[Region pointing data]
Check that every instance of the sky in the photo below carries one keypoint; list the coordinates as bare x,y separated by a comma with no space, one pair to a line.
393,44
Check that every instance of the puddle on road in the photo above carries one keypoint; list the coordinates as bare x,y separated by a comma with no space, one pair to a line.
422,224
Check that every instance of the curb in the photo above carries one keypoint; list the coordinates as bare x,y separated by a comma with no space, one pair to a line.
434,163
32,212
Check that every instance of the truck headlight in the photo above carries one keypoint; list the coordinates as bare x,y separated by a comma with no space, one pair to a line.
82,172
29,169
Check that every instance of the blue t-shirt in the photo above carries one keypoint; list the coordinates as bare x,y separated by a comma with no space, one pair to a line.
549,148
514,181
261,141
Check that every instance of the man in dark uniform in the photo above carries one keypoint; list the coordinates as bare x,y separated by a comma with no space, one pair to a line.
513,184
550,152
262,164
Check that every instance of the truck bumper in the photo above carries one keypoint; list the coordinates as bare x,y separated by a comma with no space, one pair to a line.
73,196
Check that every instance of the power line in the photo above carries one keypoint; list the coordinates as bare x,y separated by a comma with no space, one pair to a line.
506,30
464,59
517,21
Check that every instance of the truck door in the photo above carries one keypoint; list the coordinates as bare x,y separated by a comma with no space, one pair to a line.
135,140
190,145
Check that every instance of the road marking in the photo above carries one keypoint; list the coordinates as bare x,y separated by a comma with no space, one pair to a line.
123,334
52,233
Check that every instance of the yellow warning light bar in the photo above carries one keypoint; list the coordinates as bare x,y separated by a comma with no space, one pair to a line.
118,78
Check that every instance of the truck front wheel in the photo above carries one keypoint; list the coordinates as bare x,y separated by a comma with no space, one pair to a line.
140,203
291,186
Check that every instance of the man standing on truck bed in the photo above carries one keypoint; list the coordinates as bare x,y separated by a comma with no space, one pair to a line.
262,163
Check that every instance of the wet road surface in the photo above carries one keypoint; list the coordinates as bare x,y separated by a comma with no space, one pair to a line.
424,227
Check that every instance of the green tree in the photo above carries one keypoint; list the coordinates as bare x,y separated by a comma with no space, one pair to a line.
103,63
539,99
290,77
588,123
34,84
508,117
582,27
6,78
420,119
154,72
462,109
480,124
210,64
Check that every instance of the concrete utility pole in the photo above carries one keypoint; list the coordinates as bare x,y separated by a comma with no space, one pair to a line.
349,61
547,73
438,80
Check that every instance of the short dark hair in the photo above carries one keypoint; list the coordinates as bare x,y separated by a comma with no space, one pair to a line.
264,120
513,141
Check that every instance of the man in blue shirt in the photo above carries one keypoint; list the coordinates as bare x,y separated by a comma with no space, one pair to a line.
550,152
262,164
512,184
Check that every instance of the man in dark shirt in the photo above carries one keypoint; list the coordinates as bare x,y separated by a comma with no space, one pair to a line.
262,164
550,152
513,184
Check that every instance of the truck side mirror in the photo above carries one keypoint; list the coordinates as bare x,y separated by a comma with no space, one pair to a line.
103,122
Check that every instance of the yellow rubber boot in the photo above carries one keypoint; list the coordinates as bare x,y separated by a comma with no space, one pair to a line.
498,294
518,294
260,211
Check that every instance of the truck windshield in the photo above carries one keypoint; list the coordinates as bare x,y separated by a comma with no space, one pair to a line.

Task to complete –
Each record shown above must be printed once more, exactly.

Result –
Check that every instance of the sky in the photo below carries one keypoint; list the coordinates as bare x,y separated by a comma with no space, one pair to a line.
393,44
Check that every instance of the puddle on road in the photo above carries one keypoint; list the coordinates as bare x,y separated by a comma with no space, one pair to a line.
422,224
Check that every instance of the curb in the photo above carries one keypoint; list the coordinates as bare x,y separated by a comma with no space, one pair to a line.
434,163
32,212
Check that every instance of the truck headlight in the photo above carries one keypoint; list the coordinates as bare x,y separated by a comma with no space, one pair to a line.
82,172
29,169
Check that every instance of the blue t-shirt in the photo above carries one keypoint; list the coordinates as bare x,y separated by a comma with no space, one pair to a line.
549,148
514,181
261,141
Check that every instance of the man in dark uniform in the photo above carries one keypoint; list the coordinates as bare x,y separated by a comma with no space, one pair to a line.
513,184
550,152
262,164
Check that every instance of the truck bumper in the photo above carries one keypoint; list the coordinates as bare x,y separated by a comma with no space, one pair to a line.
73,196
Check that every instance of the power line in the photo above carries one keypoint; list the coordinates as bare x,y separated by a comma with no space, one pair to a line.
506,30
464,59
517,21
Check that every instance of the truck door in the photo above carries one keypoint; list the coordinates as bare x,y separated by a comma with no space, one pair to a line.
135,140
190,145
Check that every instance of the road marking in the photo above carries one keypoint; list the coordinates as bare x,y separated by a comma with no space, one pair to a line.
123,334
52,233
Check that every instance of the yellow warning light bar in the photo above carries one keypoint; list the coordinates as bare x,y separated by a comma with no space, one pair to a line.
118,78
Check that every instance of the truck front wheel in the photo above carries one keypoint; list the coordinates as bare x,y separated by a comma with no space, one pair to a line.
140,203
291,186
Check that every instance of the man standing on truck bed in the photo above carries one keypoint; list the coordinates as bare x,y separated by a comma with no space, one pair to a line.
262,163
Check that every instance of the wet road surface in the photo above carries one keypoint; list the coordinates as bare x,y separated by a comma with no space, one pair to a line.
424,227
Check that every instance of the green tree in the photo above carries one keypoint; list the coordinates as bare x,y separated by a comma with no space, one pair to a line.
103,63
539,99
290,77
588,123
34,84
508,117
582,27
6,78
420,119
154,72
462,109
480,124
210,64
Check that every instance of the concrete utility pole in the photo above carries one keypoint; list the coordinates as bare x,y separated by a comma with no space, one pair to a line.
349,61
547,73
438,80
Check that every instance of the short dark hair in the photo above carries one keypoint; list the coordinates as bare x,y separated by a comma with no space, one pair to a line.
264,120
513,141
Check that every instance of the man in blue shirt in the photo above carries one keypoint; list the coordinates as bare x,y separated by a comma with no space, one pair to a line.
550,152
262,164
512,184
Check that every instance of the man in dark shirt in the photo above carries one keypoint; list the coordinates as bare x,y separated by a comma with no space, one pair to a line.
262,164
550,152
513,184
Check that every instance of the truck side mirror in the photo above carries one keypoint; list the coordinates as bare x,y separated by a comma with no space, one pair to a line.
103,122
Check that every instance of the yellow rubber boot in the photo above carries one keypoint; list the coordinates as bare x,y separated by a comma with no space, one pair to a line.
498,294
518,294
260,211
Check that every instance of the truck windshield in the photo above carries one keypoint; list the coordinates as bare x,y separated by a comma with no space, one pair to a line.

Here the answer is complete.